Work instructions
1. Name each distinct team in the career history of the Keon Hatcher Sr. profile, counting a team only once even if he played there more than once.
2. In the Keon Hatcher Sr. profile, on what date did he sign with the Oakland Raiders as an undrafted free agent?
3. Reproduce word for word the passage of the Keon Hatcher Sr. profile starting with "Pre-draft measurables" and going on through "January 2, 2018.".

Text provided
## start

Personal information
- Born: September 11, 1994 (age 31) Tulsa, Oklahoma, U.S.
- Listed height: 6 ft 1 in (1.85 m)
- Listed weight: 212 lb (96 kg)

Career information
- High school: Owasso (Owasso, Oklahoma)
- College: Arkansas
- NFL draft: 2017: undrafted

Career history
- Oakland Raiders (2017–2018); Detroit Lions (2018)*; Green Bay Packers (2018)*; Oakland Raiders (2018); Green Bay Packers (2019)*; New York Jets (2019–2020)*; BC Lions (2021–present);
- * Offseason and/or practice squad member only

Awards and highlights
- 2× CFL All-Star (2023, 2025); 2× CFL West All-Star (2023, 2025);

Career NFL statistics
- Receptions: 1
- Receiving yards: 8
- Receiving touchdowns: 0
- Stats at Pro Football Reference

Career CFL statistics as of 2025
- Targets: 468
- Receptions: 305
- Receiving yards: 4,779
- Receiving touchdowns: 22
- Stats at CFL.ca

= Keon Hatcher Sr. =

American gridiron football player (born 1994)

Keon Hatcher Sr. (born September 11, 1994) is an American professional football wide receiver for the BC Lions of the Canadian Football League (CFL). He first played football at Owasso High School in Oklahoma. He then played college football at Arkansas and signed with the Oakland Raiders as an undrafted free agent in 2017.

==Professional career==

Pre-draft measurables
| Height | Weight | Arm length | Hand span | Wingspan | 40-yard dash | 10-yard split | 20-yard split | Bench press |
| 6 ft 1+1⁄4 in (1.86 m) | 212 lb (96 kg) | 32 in (0.81 m) | 9+1⁄2 in (0.24 m) | 6 ft 4+1⁄8 in (1.93 m) | 4.64 s | 1.61 s | 2.72 s | 16 reps |
All values from NFL Combine

===Oakland Raiders (first stint)===
Hatcher Sr. signed with the Oakland Raiders as an undrafted free agent on May 5, 2017. He was waived on September 2, 2017, and was signed to the Raiders' practice squad the next day. He signed a reserve/future contract with the Raiders on January 2, 2018.

## end

Entries
## start

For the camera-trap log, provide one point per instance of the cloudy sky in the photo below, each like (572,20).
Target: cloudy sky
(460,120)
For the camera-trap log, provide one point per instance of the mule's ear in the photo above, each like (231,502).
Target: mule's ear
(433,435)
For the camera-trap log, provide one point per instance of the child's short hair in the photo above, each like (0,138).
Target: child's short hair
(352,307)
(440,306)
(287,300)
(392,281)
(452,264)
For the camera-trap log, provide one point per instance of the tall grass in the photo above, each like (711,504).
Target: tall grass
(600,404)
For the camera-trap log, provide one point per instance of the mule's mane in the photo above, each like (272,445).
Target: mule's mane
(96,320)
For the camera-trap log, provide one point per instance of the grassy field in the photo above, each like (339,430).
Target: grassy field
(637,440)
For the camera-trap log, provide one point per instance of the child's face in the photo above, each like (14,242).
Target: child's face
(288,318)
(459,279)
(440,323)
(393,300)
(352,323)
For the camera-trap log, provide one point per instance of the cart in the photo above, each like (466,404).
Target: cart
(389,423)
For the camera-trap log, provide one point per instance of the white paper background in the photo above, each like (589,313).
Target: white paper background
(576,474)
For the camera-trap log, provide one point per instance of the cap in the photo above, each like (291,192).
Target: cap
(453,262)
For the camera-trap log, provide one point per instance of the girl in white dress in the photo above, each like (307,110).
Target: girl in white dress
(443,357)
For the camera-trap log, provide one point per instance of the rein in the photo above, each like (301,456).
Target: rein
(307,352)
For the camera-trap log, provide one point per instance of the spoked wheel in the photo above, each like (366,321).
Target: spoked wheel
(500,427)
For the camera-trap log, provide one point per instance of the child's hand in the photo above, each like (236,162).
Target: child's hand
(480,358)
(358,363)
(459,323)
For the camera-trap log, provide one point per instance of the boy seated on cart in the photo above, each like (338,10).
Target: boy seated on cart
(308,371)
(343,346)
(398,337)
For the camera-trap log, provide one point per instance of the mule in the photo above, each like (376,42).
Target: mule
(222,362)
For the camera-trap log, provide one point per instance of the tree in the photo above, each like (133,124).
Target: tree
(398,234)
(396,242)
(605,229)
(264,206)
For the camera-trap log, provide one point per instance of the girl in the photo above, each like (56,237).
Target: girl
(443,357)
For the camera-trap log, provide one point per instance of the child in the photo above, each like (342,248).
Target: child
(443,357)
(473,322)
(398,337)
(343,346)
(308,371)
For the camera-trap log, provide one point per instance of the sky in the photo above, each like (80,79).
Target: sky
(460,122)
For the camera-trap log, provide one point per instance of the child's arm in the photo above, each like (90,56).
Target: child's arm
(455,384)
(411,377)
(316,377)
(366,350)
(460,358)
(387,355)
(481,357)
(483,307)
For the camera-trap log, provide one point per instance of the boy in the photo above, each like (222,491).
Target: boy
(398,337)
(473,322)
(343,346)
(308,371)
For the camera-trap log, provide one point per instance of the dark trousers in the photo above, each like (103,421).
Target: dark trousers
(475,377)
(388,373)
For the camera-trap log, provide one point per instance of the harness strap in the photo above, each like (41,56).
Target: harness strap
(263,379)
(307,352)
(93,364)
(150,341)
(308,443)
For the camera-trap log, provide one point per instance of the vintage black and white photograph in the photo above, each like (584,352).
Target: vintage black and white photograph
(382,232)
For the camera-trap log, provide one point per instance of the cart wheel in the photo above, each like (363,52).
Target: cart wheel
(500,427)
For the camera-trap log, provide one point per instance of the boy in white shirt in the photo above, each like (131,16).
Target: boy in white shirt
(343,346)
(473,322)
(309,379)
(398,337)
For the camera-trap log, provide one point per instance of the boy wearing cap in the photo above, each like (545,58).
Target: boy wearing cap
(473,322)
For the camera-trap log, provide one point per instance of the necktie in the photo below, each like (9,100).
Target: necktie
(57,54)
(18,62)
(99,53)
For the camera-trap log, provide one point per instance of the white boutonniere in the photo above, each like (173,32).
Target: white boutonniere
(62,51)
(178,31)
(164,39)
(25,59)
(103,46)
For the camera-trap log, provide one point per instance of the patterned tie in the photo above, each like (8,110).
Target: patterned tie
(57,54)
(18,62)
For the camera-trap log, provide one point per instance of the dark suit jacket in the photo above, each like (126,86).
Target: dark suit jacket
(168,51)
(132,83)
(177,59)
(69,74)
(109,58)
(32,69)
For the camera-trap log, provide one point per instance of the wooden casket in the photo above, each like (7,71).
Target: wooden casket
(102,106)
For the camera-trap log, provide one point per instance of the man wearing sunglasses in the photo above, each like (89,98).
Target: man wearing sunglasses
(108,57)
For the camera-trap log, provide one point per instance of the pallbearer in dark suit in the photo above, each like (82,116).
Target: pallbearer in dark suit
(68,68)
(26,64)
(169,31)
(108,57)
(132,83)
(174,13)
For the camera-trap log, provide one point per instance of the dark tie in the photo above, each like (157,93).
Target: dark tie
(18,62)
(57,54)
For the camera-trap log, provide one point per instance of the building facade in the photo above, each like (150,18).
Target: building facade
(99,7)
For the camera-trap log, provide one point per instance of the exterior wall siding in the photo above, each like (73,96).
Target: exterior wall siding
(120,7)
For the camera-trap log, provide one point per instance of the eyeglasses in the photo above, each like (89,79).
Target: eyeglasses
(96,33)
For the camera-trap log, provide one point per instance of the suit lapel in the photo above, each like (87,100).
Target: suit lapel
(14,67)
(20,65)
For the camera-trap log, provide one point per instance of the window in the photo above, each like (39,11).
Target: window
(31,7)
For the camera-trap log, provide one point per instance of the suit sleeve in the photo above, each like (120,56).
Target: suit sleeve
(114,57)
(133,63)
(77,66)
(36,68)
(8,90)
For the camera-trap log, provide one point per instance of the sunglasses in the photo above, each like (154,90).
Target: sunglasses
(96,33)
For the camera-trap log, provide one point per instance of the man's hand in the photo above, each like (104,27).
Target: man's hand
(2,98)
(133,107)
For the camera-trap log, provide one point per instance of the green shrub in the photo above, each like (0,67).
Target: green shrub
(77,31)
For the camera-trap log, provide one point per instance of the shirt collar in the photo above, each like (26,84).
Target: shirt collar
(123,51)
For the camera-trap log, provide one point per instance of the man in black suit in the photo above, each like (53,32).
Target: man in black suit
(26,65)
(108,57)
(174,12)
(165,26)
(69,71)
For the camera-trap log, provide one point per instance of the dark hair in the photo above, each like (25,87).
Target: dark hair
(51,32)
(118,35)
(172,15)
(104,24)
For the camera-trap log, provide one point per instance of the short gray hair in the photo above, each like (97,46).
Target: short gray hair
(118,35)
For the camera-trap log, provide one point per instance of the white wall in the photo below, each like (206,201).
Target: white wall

## end

Answers for this exercise
1. Oakland Raiders, Detroit Lions, Green Bay Packers, New York Jets, BC Lions

2. May 5, 2017

3.
Pre-draft measurables
| Height | Weight | Arm length | Hand span | Wingspan | 40-yard dash | 10-yard split | 20-yard split | Bench press |
| 6 ft 1+1⁄4 in (1.86 m) | 212 lb (96 kg) | 32 in (0.81 m) | 9+1⁄2 in (0.24 m) | 6 ft 4+1⁄8 in (1.93 m) | 4.64 s | 1.61 s | 2.72 s | 16 reps |
All values from NFL Combine

===Oakland Raiders (first stint)===
Hatcher Sr. signed with the Oakland Raiders as an undrafted free agent on May 5, 2017. He was waived on September 2, 2017, and was signed to the Raiders' practice squad the next day. He signed a reserve/future contract with the Raiders on January 2, 2018.